- _ENUNCIADO DE LA TAREA_
¿Puedes retomar la reflexión sobre las bienaventuranzas desde la experiencia LGBTIQ+ y continuarla a partir de su última frase?

Desde nuestra experiencia de personas distintas y alejadas, este texto resuena profundamente. Durante siglos, muchas personas LGBTIQ+ hemos sido excluidas o heridas en nombre de la religión. Sin embargo, aquí Jesús nos recuerda que el Reino de Dios pertenece precisamente a quienes el mundo rechaza.
Bienaventurados quienes han sido despojados de su dignidad por causa del prejuicio, y aun así siguen creyendo que el amor de Dios los sostiene. Su humildad no es resignación, sino una fuerza que nace de saberse amados más allá de todo juicio humano.
Bienaventurados quienes han llorado por no ser aceptados por sus familias, por sus iglesias, o incluso por sí mismos. Jesús promete consuelo, no en palabras vacías, sino en una comunidad que abrace, que nombre, que reconozca su valor y belleza.

- _LÍNEAS EXTRAÍDAS_
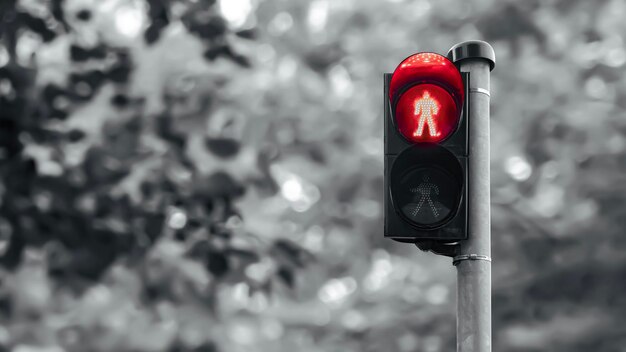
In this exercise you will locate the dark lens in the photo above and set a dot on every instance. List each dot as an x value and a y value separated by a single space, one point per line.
427 196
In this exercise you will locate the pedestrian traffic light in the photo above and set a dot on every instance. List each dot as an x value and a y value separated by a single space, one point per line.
426 150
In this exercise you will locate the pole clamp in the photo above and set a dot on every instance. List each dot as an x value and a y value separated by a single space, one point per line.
459 258
480 90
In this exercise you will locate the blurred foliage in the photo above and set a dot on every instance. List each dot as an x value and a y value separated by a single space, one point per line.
193 175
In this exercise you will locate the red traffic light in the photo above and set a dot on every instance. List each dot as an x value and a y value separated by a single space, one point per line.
426 92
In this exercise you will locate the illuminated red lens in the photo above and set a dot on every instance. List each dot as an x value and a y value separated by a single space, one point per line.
426 113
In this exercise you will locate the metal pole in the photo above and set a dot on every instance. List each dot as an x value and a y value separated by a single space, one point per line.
474 262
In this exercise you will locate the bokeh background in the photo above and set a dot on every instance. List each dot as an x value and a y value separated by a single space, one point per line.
200 175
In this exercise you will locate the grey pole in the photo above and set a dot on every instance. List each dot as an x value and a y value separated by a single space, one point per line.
474 261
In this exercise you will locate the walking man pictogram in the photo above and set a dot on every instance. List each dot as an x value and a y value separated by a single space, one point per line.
424 189
426 107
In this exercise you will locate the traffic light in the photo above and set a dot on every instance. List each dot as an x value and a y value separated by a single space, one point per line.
426 151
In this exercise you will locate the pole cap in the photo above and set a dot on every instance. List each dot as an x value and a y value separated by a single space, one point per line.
473 49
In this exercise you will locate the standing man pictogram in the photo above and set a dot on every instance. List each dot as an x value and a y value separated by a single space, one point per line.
424 189
426 107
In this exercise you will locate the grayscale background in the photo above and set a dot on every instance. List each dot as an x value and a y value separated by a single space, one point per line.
199 175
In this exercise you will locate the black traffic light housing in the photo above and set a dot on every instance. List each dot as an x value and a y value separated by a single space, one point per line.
448 158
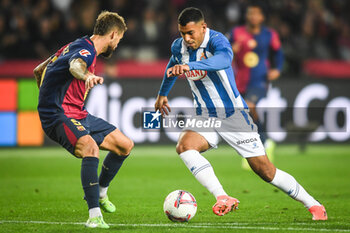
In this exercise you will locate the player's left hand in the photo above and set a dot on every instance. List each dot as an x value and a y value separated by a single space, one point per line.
92 80
273 74
177 70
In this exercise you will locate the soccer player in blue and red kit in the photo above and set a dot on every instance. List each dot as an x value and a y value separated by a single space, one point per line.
64 80
252 45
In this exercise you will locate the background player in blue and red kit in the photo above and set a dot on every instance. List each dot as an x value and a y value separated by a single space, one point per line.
64 80
253 44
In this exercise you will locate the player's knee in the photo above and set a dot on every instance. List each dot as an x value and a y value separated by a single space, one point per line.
125 149
86 147
265 173
128 147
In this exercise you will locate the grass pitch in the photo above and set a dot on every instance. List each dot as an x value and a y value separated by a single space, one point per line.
40 191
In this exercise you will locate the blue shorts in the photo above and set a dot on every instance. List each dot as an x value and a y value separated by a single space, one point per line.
69 130
254 94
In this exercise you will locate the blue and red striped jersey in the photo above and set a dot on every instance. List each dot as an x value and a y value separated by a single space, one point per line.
251 62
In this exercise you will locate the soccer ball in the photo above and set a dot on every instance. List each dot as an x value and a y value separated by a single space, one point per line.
180 206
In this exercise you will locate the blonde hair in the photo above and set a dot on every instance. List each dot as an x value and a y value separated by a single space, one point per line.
106 21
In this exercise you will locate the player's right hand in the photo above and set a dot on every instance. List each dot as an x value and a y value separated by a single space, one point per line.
92 80
162 105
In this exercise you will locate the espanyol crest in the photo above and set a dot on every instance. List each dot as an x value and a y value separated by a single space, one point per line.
195 75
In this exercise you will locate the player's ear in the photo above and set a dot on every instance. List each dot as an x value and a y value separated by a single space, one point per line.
112 35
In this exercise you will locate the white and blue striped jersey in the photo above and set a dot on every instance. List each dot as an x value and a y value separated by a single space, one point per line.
215 94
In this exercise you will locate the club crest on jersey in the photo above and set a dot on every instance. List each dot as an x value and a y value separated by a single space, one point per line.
195 75
84 52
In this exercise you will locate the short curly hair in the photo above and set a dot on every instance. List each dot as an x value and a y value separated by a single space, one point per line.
106 21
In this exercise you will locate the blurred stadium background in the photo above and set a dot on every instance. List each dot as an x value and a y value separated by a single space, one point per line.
315 37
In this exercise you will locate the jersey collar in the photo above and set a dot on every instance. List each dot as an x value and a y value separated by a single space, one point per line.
87 39
206 39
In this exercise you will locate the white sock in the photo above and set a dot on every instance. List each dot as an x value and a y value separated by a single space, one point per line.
289 185
95 212
202 171
103 192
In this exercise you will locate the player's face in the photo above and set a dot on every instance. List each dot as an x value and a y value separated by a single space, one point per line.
255 16
114 40
193 33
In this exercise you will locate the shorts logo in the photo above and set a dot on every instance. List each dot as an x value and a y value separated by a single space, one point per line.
78 125
84 52
246 141
151 120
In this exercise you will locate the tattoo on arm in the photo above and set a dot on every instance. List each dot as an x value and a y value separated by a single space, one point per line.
38 71
78 68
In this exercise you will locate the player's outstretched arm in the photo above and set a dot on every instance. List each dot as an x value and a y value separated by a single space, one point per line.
38 71
78 68
162 105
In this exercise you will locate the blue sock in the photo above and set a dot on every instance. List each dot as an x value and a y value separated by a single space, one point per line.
261 131
89 180
110 168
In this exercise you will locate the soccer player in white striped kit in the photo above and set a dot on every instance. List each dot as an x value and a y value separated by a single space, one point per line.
215 95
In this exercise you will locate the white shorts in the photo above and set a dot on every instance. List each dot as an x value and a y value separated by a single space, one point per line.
238 130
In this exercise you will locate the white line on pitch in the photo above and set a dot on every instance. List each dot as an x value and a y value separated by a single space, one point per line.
196 225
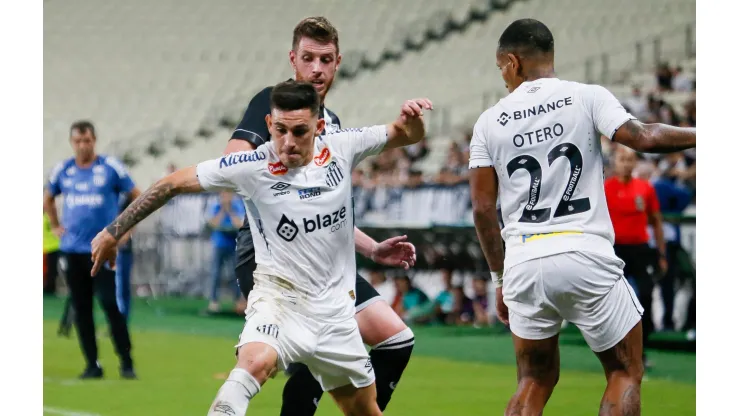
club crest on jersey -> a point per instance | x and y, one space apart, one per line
277 168
334 174
322 157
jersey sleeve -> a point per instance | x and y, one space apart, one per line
123 181
236 172
358 144
53 184
253 127
480 155
607 112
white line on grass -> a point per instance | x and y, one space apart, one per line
65 412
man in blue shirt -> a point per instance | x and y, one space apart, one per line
90 185
225 217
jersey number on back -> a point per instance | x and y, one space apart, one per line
567 205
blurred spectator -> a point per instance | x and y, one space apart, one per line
411 304
51 258
444 304
385 289
682 81
664 77
225 217
480 301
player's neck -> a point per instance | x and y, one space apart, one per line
536 73
85 163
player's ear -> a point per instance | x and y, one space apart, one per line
292 57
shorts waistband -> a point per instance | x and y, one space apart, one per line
532 237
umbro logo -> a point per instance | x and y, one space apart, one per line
280 187
503 119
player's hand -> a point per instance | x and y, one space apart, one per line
663 264
414 109
104 248
58 231
502 311
395 252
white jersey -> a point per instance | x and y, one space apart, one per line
302 219
544 142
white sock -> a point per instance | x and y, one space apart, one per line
234 396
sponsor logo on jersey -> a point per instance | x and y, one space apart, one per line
236 158
281 188
538 136
542 108
269 329
322 157
503 119
335 221
309 193
89 200
287 229
334 174
277 168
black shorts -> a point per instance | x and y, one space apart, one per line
365 296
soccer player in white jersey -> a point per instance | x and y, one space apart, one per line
302 306
538 152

- _RESULTADO DEL EJERCICIO_
Bienaventurados quienes, a pesar del odio, eligen responder con ternura, con visibilidad pacífica, con orgullo que no humilla sino que ilumina. Su mansedumbre es una fuerza que transforma.
Bienaventurados quienes no se conforman con una iglesia o un mundo excluyente, sino que luchan por un espacio donde cada persona pueda vivir su identidad como don divino. En su sed de justicia habita el corazón de Dios.
Bienaventurados quienes han aprendido a perdonar a quienes los rechazaron, y se atreven a tender puentes. Su compasión es la manifestación del Evangelio vivo.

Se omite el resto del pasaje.